[Labeled-object pointing entries]
:::

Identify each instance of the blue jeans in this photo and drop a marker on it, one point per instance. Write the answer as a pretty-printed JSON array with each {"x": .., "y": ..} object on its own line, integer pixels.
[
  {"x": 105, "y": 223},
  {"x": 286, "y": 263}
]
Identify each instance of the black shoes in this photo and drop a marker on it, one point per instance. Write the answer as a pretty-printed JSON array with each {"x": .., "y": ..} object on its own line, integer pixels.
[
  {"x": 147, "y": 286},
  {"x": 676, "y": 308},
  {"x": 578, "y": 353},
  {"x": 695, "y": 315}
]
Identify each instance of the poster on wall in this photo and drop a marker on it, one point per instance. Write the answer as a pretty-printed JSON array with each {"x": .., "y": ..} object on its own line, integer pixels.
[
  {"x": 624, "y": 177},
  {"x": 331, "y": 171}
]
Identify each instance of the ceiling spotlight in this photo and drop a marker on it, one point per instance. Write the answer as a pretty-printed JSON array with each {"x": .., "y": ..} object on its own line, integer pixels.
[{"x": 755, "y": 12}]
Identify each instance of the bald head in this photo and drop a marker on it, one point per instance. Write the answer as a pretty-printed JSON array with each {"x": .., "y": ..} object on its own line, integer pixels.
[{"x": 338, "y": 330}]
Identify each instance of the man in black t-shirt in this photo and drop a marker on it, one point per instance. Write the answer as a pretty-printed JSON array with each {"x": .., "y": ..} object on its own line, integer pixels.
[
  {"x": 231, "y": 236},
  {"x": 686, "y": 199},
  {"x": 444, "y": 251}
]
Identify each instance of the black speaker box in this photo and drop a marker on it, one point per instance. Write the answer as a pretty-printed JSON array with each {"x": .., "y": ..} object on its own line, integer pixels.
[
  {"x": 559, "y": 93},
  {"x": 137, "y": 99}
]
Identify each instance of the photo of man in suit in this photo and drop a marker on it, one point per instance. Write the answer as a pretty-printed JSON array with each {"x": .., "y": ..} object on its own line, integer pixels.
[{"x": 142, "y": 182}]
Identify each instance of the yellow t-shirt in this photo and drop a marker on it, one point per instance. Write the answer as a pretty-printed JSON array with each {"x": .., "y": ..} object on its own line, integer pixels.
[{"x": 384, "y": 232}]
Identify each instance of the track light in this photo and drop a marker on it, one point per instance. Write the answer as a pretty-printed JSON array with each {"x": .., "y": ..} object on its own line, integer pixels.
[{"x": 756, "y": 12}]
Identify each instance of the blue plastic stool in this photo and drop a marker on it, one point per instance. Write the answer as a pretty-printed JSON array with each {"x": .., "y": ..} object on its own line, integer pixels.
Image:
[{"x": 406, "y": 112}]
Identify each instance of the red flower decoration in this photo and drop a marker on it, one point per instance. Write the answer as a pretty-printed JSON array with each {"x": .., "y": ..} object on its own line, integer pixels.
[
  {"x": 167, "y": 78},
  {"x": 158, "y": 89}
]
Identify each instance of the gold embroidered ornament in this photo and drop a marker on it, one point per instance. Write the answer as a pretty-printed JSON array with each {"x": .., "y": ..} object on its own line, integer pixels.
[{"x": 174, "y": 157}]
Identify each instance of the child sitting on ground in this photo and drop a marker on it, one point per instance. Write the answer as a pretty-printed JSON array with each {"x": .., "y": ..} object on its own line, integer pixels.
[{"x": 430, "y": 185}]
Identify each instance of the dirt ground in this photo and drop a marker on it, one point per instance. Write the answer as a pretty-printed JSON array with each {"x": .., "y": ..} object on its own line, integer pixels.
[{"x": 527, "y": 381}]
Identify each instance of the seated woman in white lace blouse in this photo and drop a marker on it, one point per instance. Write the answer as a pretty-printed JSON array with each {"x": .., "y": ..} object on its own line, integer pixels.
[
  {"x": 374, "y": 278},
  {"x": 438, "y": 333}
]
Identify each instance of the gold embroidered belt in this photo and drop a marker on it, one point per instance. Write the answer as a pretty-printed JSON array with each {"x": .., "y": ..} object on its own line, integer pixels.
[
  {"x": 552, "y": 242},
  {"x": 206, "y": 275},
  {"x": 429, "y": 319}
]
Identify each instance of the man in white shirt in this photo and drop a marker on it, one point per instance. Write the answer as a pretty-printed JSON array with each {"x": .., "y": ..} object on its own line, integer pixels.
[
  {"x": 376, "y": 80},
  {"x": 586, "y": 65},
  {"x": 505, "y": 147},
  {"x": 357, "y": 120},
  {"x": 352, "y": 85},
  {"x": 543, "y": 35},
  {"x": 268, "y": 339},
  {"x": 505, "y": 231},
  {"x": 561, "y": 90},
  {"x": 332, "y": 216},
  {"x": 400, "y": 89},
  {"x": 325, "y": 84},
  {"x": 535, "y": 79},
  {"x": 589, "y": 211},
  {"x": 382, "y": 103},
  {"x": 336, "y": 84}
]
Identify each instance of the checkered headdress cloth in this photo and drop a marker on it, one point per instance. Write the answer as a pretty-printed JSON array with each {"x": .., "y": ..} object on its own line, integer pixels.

:::

Each line of the listing should be copied exactly.

▶ **Written solution**:
Identify each instance of the blue jeans in this photo and drop a marker on it, one point per instance. Write the answer as a pretty-printed JSON array with each {"x": .., "y": ..} object on its own line, integer pixels.
[
  {"x": 105, "y": 223},
  {"x": 286, "y": 263}
]
Identify each instance of the black shoes in this photo and drop a marker on it, one point per instance. Write the answer as a pretty-printed JSON array with each {"x": .., "y": ..} object on its own line, integer pixels.
[
  {"x": 147, "y": 286},
  {"x": 676, "y": 308},
  {"x": 578, "y": 353},
  {"x": 695, "y": 315}
]
Identify each instance of the poster on wall in this photo and drop a marker on it, one point per instance. Write the answer as a pretty-printed JSON array with each {"x": .., "y": ..} object on its own line, integer pixels.
[
  {"x": 624, "y": 177},
  {"x": 331, "y": 171}
]
Identify each instance of the ceiling spotlight in this photo and drop a marker on it, one point per instance. Write the answer as a pretty-printed JSON array with each {"x": .., "y": ..} object on its own line, integer pixels.
[{"x": 755, "y": 12}]
Identify each instance of the bald head in this photo and drop a marker on it, one point per instance. Write the answer as a pretty-printed JSON array with each {"x": .., "y": ..} object on its own line, integer pixels.
[{"x": 338, "y": 330}]
Identify each instance of the man in black t-shirt in this photo and drop a marker on it, one point per instance. Write the answer as a pretty-printed JSON array with each {"x": .., "y": ..} object on its own line, integer pixels.
[
  {"x": 231, "y": 236},
  {"x": 686, "y": 199},
  {"x": 444, "y": 251}
]
Identify each instance of the black speaker box in this photo and drop a marker on it, one point per instance. Write the answer as a pretty-printed JSON array with each {"x": .., "y": ..} object on its own line, integer pixels.
[
  {"x": 559, "y": 93},
  {"x": 137, "y": 99}
]
Identify each instance of the photo of man in suit in this photo and drop a marker on it, one point per instance. Write the answer as a pretty-printed JSON array with each {"x": .., "y": ..} object on its own line, integer pixels.
[{"x": 142, "y": 182}]
Identify each instance of the yellow t-shirt in this photo and drop a marker on it, one point per instance. Write the answer as a pretty-printed JSON array with each {"x": .., "y": ..} object on its own line, integer pixels.
[{"x": 384, "y": 232}]
Identify each instance of the track light in this photo and drop a marker on it, one point per instance. Write the answer as a pretty-printed JSON array with each {"x": .., "y": ..} object on its own line, integer pixels.
[{"x": 756, "y": 12}]
Identify each instance of the blue plastic stool in this photo and drop a marker on it, one point per instance. Write the answer as a pretty-printed JSON array with each {"x": .., "y": ..} object on its own line, integer pixels.
Image:
[{"x": 406, "y": 112}]
Identify each instance of the red flower decoration in this photo and drop a marker on it, one point per instance. Write the answer as a pretty-printed JSON array with each {"x": .., "y": ..} object on its own line, integer pixels.
[
  {"x": 167, "y": 78},
  {"x": 158, "y": 89}
]
Identify each instance of the gold embroidered ornament in this photo and drop a marker on it, one point per instance. Write the answer as a pretty-printed JSON array with each {"x": .., "y": ..} object on its own line, integer pixels.
[{"x": 174, "y": 157}]
Identify each instance of the child sitting on ground in this photo and drop a marker on it, one point per instance. Write the answer as a pretty-printed JSON array with each {"x": .., "y": ..} object on its own line, integer pixels.
[{"x": 430, "y": 185}]
Identify each instance of the dirt ground in this photo and drop a marker on it, one point per instance. Write the answer as a pretty-printed JSON array with each {"x": .., "y": ..} object on its own line, integer pixels.
[{"x": 527, "y": 381}]
Identify each instance of the seated woman in white lace blouse in this photo and drop a marker on it, one point per instance. Write the answer as a pretty-printed JSON array with each {"x": .., "y": ..} object on its own line, integer pixels.
[
  {"x": 374, "y": 278},
  {"x": 438, "y": 333}
]
Identify each instance of the gold embroidered belt in this photo and drop a marker on it, one point per instance. Write the answer as a pretty-printed JSON array with each {"x": .., "y": ..} object on its own line, integer pixels.
[
  {"x": 552, "y": 242},
  {"x": 206, "y": 275},
  {"x": 429, "y": 319}
]
Identify each instance of the man in white shirt in this photo and drop a marker on it, one point per instance. Write the answer as a pretty-printed JSON array with each {"x": .., "y": ..} object on its own line, integer pixels.
[
  {"x": 376, "y": 80},
  {"x": 586, "y": 65},
  {"x": 505, "y": 147},
  {"x": 357, "y": 120},
  {"x": 352, "y": 85},
  {"x": 543, "y": 35},
  {"x": 268, "y": 339},
  {"x": 505, "y": 231},
  {"x": 561, "y": 90},
  {"x": 332, "y": 216},
  {"x": 400, "y": 89},
  {"x": 325, "y": 84},
  {"x": 535, "y": 79},
  {"x": 589, "y": 211},
  {"x": 382, "y": 103},
  {"x": 336, "y": 84}
]
Identify each instance of the checkered headdress cloth in this photo and drop a marker on it, one point per instance. Write the answer as a pretty-printed JSON array with each {"x": .., "y": ..} object on its own line, integer pixels.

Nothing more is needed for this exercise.